TEXTO DE APOIO —
A escritora argentina Beatriz Sarlo morreu em Buenos Aires, aos 82 anos, na última terça; na imagem ao lado, ela posou para o Estado de Minas, no fHist, em Diamantina, em 2013 -  (crédito: Leandro Couri - 21/9/2013 - EM/D.A.PRESS)

A escritora argentina Beatriz Sarlo morreu em Buenos Aires, aos 82 anos, na última terça; na imagem ao lado, ela posou para o Estado de Minas, no fHist, em Diamantina, em 2013

crédito: Leandro Couri - 21/9/2013 - EM/D.A.PRESS

Uma anedota simbólica envolvendo um mineiro e um português teve contornos de um conto de Jorge Luis Borges na despedida da escritora Beatriz Sarlo (1942-2024), na última quinta-feira (19/12), em Buenos Aires.

 

No velório daquela que é considerada uma das mais importantes intelectuais argentinas das últimas décadas, morta aos 82 anos em decorrência de um AVC, a leitura de um poema equivocadamente atribuído a Fernando Pessoa acertou em cheio a obra de Sarlo, permeada por reflexões em torno do papel da memória coletiva e da autoria na literatura.

 

 

Os versos, na verdade, são um excerto do romance “O encontro marcado” (1956), ambientado em Belo Horizonte e que tem como material as memórias em tom ficcional de outro Fernando, o Sabino (1923-2024).

 

“A certeza de que estamos começando/A certeza de que é preciso continuar/A certeza de que podemos ser interrompidos/antes de terminar”, foram as palavras proferidas durante o funeral de Sarlo, em espanhol, citando como autor o poeta português.

 

O texto foi compartilhado na rede social X pelo escritor argentino Martín Felipe Castagnet. Mas foi outro escritor, desta vez o mato-grossense Joca Reiners Terron, que matou a charada: era um trecho retirado da obra-prima de Sabino.

 

Eduardo Marciano

 

 

Terron achou algo estranho na citação atribuída a Pessoa, pois, segundo ele, o texto não combinava com o estilo de nenhum dos heterônimos do português. Uma busca rápida na internet confirmou que se tratava de uma frase do personagem Eduardo Marciano, de Fernando Sabino.

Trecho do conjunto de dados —

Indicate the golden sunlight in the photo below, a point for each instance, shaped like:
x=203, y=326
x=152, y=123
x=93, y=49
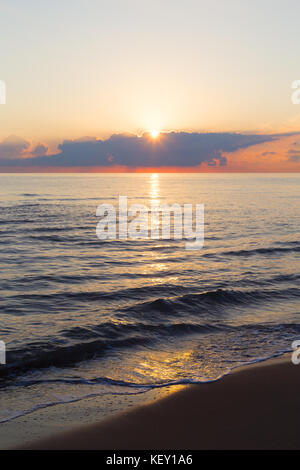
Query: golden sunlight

ATIVIDADES PROPOSTAS —
• a. Explique, com base na notícia sobre a despedida de Beatriz Sarlo, por que Joca Reiners Terron desconfiou da citação atribuída a Fernando Pessoa.
• b. Relacione todas as cidades mencionadas na notícia sobre a despedida de Beatriz Sarlo.

RESPOSTAS DA ATIVIDADE —
• a. Segundo Terron, o texto não combinava com o estilo de nenhum dos heterônimos de Pessoa. Uma busca rápida na internet confirmou que se tratava de uma frase do personagem Eduardo Marciano, de Fernando Sabino.

• b. Buenos Aires, Diamantina, Belo Horizonte